PROVIDED PASSAGE:
__________________________________________________
A World Full of Violence
We live in an increasingly violent world. In fact, violence is so prevalent in our lives that we’re largely desenitized to it. Everyone wants what they want and lacks compunction about the viciousness with which they go after it. Sometimes it seems like you take your life in your hands just making a trip to the grocery store in your car.
There are so many ways to be violent. And most of our violent behavior is not physical. Sometimes, the violence is in our words: hateful, spiteful, heart-crushing words. And it can be in our actions, too, even subtle, hurtful actions that aren’t clearly physically violent. Exploiting one another, crossing major boundaries, taking advantage – all of these things are forms of violence. And while many times this violence is in the open, sometimes it’s covert. (See also: Aggression and Covert-Aggression and In Sheep’s Clothing.) But whatever the case, violence in one form or another has been the destroyer of relationships and families. And it’s become the destroyer of communities and societies, too.
This increasingly violent world of ours is no accident. For decades, we’ve “enabled” it in many ways. Now, let me be clear, the world is no stranger to violence. What’s new is how pervasive and irrational we’ve let it become, in all its forms. We’ve become far too used to it. And many times, we unwittingly contribute to it.
Mindfully Navigating the Minefield
Some days it seems like everything is fight. You have to fight for someone on the other end of the phone to even hear you, let alone help you solve the problem you called about. You might find yourself fighting for respect at work or within your relationship. All of this is exhausting. And, more than likely, a big part of you laments the reality. That begs the question of what, if anything, there is to do about the situation.
We all have the power to make this a less violent world. How? By being one less violent person in the world. And how do we do that? By facing and dealing with the conflicts raging in our own hearts and taking the loving course. And by loving course, I don’t mean being a doormat. Taking the loving course in life begins with understanding and committing to healthy self-love. Standing firm on principle and nonviolent self-advocacy is the heart of assertiveness.
Assertive, loving folks aren’t afraid to call one another out on senseless violence. When it comes to confronting toxic behavior, it’s not so much the what we say or do as it is the how we say or do it. That’s the heart of what I call “benign confrontation.”
The Role of Character
The only remedy for an increasingly violent world is character. Laws and rules can’t save us (see: Can We Legislate Character?.) They can’t accomplish what has traditionally been the role of proper character formation. Character, as I define it, is akin to a psychological immune system. It helps us navigate our troubled, often violent world without adding to problems. And that’s precisely why I felt compelled to write Essentials for the Journey. History has provided us with proven principles for making our lives and the world less problematic. And those nearly forgotten principles are what the book is all about.
__________________________________________________
TASK DETAILS: From the essay on an increasingly violent world, extract the part that begins with the words containing "There are so" and ends with "and societies, too.", reproducing it word for word. Rely only on the essay above for the information you need.

STUDY MATERIAL:
__________________________________________________
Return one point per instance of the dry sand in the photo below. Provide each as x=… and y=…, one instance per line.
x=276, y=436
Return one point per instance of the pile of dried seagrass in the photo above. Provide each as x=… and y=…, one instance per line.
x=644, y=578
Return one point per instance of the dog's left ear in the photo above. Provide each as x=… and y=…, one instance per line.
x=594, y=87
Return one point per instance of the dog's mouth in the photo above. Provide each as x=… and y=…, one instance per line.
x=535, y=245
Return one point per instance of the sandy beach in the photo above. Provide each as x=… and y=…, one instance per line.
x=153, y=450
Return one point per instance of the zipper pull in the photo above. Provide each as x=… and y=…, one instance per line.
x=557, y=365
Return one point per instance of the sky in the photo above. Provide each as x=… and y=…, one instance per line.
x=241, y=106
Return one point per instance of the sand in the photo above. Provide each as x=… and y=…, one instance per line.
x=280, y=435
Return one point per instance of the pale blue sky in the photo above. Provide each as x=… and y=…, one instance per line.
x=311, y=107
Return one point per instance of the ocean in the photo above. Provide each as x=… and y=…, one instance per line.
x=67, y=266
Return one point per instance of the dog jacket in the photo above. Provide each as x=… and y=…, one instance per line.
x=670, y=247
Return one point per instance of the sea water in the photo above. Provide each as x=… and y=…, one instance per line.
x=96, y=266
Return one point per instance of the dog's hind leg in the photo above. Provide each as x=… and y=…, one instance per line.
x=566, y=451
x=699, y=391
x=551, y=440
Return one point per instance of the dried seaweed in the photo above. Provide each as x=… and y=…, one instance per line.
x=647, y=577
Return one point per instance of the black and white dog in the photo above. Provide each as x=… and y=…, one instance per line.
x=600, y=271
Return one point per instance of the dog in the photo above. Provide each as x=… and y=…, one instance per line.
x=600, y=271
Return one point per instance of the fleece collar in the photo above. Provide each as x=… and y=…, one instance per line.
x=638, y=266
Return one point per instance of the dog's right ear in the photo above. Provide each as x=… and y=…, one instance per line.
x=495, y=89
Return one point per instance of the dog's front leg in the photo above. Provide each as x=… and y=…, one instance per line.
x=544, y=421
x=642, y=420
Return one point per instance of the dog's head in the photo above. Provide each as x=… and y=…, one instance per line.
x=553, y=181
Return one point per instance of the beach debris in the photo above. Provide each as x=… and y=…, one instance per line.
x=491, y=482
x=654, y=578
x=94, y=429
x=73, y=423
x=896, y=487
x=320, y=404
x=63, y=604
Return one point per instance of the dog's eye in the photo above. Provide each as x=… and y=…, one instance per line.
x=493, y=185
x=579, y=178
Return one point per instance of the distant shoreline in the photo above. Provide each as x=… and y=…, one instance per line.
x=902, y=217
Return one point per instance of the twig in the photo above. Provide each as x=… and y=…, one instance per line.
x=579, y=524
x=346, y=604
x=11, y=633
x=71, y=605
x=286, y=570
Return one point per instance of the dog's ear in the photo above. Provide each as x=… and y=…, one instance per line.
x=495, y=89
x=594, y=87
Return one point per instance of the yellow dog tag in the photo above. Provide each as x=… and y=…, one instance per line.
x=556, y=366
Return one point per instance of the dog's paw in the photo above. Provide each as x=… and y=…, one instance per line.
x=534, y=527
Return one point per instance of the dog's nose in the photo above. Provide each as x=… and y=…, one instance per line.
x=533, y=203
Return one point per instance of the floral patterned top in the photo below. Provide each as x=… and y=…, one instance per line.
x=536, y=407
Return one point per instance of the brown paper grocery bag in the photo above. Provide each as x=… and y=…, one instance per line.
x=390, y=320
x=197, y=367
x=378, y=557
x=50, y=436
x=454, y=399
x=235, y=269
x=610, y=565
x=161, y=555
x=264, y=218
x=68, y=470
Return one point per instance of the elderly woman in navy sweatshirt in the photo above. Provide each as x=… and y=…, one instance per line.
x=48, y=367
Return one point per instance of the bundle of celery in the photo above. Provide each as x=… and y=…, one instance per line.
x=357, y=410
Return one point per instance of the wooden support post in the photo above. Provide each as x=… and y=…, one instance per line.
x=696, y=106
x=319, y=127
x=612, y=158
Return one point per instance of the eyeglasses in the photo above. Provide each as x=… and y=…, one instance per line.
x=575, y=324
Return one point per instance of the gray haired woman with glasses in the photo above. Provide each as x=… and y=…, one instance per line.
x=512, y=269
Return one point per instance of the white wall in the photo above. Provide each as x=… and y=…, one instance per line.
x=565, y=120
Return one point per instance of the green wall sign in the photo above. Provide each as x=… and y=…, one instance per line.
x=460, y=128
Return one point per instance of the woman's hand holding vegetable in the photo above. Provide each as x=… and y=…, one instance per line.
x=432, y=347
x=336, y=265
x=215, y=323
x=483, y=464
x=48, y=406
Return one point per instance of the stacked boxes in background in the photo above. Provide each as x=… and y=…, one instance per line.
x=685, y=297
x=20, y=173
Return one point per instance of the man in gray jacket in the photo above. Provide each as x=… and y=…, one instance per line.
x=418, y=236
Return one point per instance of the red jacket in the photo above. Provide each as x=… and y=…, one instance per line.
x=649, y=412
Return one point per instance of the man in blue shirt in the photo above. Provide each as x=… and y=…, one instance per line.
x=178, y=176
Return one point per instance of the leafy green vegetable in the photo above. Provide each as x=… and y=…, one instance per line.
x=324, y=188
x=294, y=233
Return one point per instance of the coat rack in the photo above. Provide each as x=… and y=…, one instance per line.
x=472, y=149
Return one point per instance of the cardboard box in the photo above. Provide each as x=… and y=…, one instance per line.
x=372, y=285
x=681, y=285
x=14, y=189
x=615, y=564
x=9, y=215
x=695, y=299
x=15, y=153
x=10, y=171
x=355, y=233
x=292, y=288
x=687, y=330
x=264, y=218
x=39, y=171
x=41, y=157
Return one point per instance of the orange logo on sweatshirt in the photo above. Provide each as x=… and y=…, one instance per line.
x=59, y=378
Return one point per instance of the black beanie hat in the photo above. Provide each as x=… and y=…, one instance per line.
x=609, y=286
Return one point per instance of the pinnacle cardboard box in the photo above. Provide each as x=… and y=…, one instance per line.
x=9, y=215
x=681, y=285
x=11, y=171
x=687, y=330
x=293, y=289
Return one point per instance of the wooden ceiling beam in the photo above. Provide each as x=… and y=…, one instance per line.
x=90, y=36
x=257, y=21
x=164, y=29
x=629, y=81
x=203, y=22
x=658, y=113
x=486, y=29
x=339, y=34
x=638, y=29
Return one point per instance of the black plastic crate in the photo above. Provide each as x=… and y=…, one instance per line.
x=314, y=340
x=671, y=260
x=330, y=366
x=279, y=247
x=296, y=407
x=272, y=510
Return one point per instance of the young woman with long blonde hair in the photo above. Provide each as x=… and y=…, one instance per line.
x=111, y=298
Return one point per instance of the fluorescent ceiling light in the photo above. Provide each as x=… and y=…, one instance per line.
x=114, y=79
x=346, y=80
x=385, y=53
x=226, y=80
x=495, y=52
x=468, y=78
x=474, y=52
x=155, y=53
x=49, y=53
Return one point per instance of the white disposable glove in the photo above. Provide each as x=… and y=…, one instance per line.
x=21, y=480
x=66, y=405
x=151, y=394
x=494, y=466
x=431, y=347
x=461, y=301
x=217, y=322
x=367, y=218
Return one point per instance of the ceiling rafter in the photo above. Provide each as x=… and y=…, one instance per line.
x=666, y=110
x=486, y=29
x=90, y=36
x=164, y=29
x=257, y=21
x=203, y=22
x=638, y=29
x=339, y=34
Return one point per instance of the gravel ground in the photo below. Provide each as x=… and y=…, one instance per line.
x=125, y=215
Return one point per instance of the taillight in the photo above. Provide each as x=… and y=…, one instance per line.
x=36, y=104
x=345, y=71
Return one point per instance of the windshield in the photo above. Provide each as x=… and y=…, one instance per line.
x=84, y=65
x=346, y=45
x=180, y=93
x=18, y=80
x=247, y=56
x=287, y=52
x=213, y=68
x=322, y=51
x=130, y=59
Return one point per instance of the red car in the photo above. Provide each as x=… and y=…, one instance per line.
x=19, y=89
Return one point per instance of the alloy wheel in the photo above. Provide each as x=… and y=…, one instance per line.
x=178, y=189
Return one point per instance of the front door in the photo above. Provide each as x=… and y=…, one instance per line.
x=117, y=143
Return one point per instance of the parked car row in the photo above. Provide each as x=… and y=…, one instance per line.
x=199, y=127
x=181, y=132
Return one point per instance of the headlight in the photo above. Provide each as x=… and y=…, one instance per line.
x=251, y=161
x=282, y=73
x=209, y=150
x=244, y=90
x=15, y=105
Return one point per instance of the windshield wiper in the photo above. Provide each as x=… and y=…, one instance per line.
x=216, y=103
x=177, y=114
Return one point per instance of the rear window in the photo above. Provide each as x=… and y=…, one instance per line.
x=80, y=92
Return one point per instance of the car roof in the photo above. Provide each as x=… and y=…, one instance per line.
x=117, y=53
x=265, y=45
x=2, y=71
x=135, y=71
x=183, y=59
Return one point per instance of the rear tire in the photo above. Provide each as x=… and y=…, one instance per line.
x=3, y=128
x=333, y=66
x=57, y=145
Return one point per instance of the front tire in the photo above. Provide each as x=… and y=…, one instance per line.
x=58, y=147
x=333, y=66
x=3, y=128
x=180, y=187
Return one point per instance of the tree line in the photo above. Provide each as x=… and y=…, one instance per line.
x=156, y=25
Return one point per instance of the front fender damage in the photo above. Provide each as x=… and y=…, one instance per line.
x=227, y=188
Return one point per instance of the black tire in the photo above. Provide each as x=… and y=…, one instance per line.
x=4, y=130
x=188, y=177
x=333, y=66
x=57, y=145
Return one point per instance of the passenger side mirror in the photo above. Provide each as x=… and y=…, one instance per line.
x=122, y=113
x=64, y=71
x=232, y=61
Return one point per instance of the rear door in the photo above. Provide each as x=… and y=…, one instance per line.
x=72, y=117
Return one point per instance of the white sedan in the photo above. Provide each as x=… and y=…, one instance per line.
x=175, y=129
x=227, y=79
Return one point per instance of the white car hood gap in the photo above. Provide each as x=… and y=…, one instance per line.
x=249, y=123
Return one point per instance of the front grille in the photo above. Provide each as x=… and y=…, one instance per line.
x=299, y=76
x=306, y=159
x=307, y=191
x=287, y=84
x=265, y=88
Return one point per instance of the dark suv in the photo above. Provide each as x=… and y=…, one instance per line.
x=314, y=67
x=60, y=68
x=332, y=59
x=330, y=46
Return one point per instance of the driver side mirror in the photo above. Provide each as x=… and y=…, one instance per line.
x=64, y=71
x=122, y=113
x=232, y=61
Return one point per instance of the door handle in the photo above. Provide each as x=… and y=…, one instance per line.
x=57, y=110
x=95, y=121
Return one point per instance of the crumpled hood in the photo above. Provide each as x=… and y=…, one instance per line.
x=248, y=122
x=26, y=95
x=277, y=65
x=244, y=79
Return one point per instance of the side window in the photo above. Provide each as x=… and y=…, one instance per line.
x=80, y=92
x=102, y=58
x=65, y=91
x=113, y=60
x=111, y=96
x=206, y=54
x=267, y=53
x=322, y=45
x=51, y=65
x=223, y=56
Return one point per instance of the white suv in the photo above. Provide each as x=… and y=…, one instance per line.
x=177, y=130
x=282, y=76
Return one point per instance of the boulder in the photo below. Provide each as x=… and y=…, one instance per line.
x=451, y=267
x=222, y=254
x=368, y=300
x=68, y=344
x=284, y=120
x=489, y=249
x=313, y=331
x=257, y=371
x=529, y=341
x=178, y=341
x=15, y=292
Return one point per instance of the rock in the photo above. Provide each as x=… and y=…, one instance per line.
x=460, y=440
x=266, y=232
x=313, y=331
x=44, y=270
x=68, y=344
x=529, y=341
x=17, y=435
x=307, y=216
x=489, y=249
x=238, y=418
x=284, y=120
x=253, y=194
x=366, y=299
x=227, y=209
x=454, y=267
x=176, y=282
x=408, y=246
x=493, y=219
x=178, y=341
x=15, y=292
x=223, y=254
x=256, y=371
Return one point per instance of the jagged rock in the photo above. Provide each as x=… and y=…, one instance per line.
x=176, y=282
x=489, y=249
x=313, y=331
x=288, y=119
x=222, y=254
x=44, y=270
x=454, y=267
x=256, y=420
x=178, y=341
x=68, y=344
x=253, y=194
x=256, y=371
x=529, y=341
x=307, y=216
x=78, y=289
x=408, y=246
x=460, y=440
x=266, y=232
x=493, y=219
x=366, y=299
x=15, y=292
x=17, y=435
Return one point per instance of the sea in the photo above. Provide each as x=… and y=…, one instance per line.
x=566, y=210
__________________________________________________
RESULT OF THIS EXERCISE:
There are so many ways to be violent. And most of our violent behavior is not physical. Sometimes, the violence is in our words: hateful, spiteful, heart-crushing words. And it can be in our actions, too, even subtle, hurtful actions that aren’t clearly physically violent. Exploiting one another, crossing major boundaries, taking advantage – all of these things are forms of violence. And while many times this violence is in the open, sometimes it’s covert. (See also: Aggression and Covert-Aggression and In Sheep’s Clothing.) But whatever the case, violence in one form or another has been the destroyer of relationships and families. And it’s become the destroyer of communities and societies, too.